- [Consigne] Rédigez la suite de l'extrait d'arrêt sur le litige opposant Lidl aux sociétés Carrefour, en reprenant juste après sa dernière phrase.

- [Page]

● ● ● ●

Cette diffusion devra rester en ligne 30 jours consécutifs et intervenir à compter du troisième jour suivant le prononcé de la décision, sous astreinte définitive de 20 000 euros par site et par jour de retard dans la mise en ligne de ce message.
CONDAMNER les sociétés Carrefour hypermarchés, CSF et Rue du commerce à payer à la SNC Lidl la somme de 50.000 euros au titre de l'article 700 du Code de procédure civile ainsi qu'aux entiers dépens de première instance et d'appel,
DIRE que les dépens d'appel pourront directement être distraits par la SELARL LEXAVOUE PARIS-VERSAILLES.
Vu les dernières conclusions des société Carrefour hypermarchés, CSF et Rue du Commerce déposées et notifiées le 13 septembre 2019, demandant à la cour de :
vu l'article 8 du Décret n° 92-280 du 27 mars 1992,
vu les articles L. 121-2 et suivants du Code de la consommation,
vu l'article 1240 du Code civil,
Dire et juger que les sociétés Carrefour hypermarchés et Rue du Commerce ont respecté la réglementation applicable dans le cadre des campagnes de publicités pour le produit Rona,
Dire et juger que les Sociétés Carrefour hypermarchés, C.S.F. et Rue du Commerce n'ont commis aucun manquement constitutif d'une pratique commerciale déloyale,
En conséquence :
Confirmer le jugement du Tribunal de commerce d'Evry du 29 novembre 2017 en ce qu'il a :
(i) écarté les pièces issues des études réalisées par les consommateurs au moyen de l'application Mobeye, ces pièces ne présentant aucun caractère certain,
(ii) rejeté les demandes de Lidl au titre de prétendus manquements constitutifs de pratique commerciale déloyale,
Infirmer le jugement du Tribunal de commerce d'Evry du 29 novembre 2017 en ce qu'il a : (i) condamné les sociétés Carrefour hypermarchés, C.S.F et Rue du Commerce au paiement de la somme de 50 000 au titre de dommages et intérêts pour concurrence déloyale,
(ii) débouté la société C.S.F de sa demande de mise hors de cause ;
(iii) condamné les Sociétés Carrefour au paiement de la somme de 50 000 au titre de l'article 700 du Code de procédure civile,
Et, statuant à nouveau,
Déclarer les sociétés Carrefours hypermarchés, C.S.F, et Rue du Commerce bien fondées en leur appel incident,
Ordonner la mise hors de cause de la société C.S.F,
Débouter la société Lidl de l'ensemble de ses demandes, fins et prétentions à l'encontre des sociétés Carrefour hypermarchés, C.S.F et Rue du Commerce,
Condamner la société Lidl à payer aux sociétés Carrefour hypermarchés, C.S.F et Rue du Commerce, la somme de 100.000 euros sur le fondement de l'article 700 du Code de procédure civile,
Condamner la société Lidl aux entiers dépens.

● ● ● ●

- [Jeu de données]

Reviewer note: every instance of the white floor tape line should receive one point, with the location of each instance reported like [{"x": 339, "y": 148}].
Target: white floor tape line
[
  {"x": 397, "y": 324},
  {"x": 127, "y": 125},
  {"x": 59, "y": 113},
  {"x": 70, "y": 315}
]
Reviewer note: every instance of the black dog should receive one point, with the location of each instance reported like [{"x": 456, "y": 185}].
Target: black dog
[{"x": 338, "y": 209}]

● ● ● ●

- [Réponse]
SUR CE , LA COUR
Sur la mise hors de cause de la société CSF
La société C.S.F demande sa mise hors de cause dans la mesure où n'ayant pas diffusé de spots publicitaires, elle ne peut être responsable d'une prétendue violation de la réglementation y afférente.Elle ajoute que les publicités visées par Lidl ne concernent que des produits promus et vendus par l'enseigne "Carrefour", dont la très large majorité des hypermarchés sont exploités par la société Carrefour Hypermarchés.
La société Lidl rétorque que la publicité télévisée renvoie à 'la liste des magasins participants sur carrefour.fr' sans préciser que seuls les magasins hypermarchés sont concernés et qu'en parallèle de la publicité télévisée le produit était également promu par l'intermédiaire de plusieurs prospectus, dont un édité par la société C.S.F pour l'enseigne Carrefour Market.
Sur ce, la cour retient que si les publicités télévisées litigieuses ont été diffusées à la demande la société Carrefour Hypermarchés qui les a financées ainsi qu'il résulte de l'attestation du secrétaire général d'Arean Media Communicatios (pièce 53 des intimées) et que ces publicités portent le logo Carrefour bleu et rouge qui désigne les hypermarchés, il n'en demeure pas moins que le site Carrefour.fr auquel il est renvoyé vise les enseignes du groupe Carrefour, la seule circonstance que l'information sur le set Rona disponible mentionne : 'Le set Rona n'est pas vendu dans les hypermarchés Carrefour suivants: Chalon Nord, Lyon Confluence, Villeurbanne et Belley'( pièce 30 des intimées) est insuffisante pour établir une commercialisation du produit à cette seule enseigne. Ce d'autant que CSF a distribué un prospectus 'Carrefour Market' valable du 11 au 30 avril 2017, soit au cours de la campagne de publicité télévisée litigieuse qui a eu lieu du 9 au 22 avril, portant en couverture le set Rona au prix de 149 euros.
Le jugement est en conséquence confirmé en ce qu'il a rejeté la demande de mise hors de cause de la société CSF.
Sur les manquements des sociétés Carrefour concernant la commercialisation du Produit
Le tribunal a retenu une infraction des sociétés Carrefour marquée par l'indisponibilité du produit dès le 14 avril 2017 uniquement en achat en ligne sur le site carrefour.fr et que cette infraction constituait un acte de concurrence déloyale envers la société Lidl.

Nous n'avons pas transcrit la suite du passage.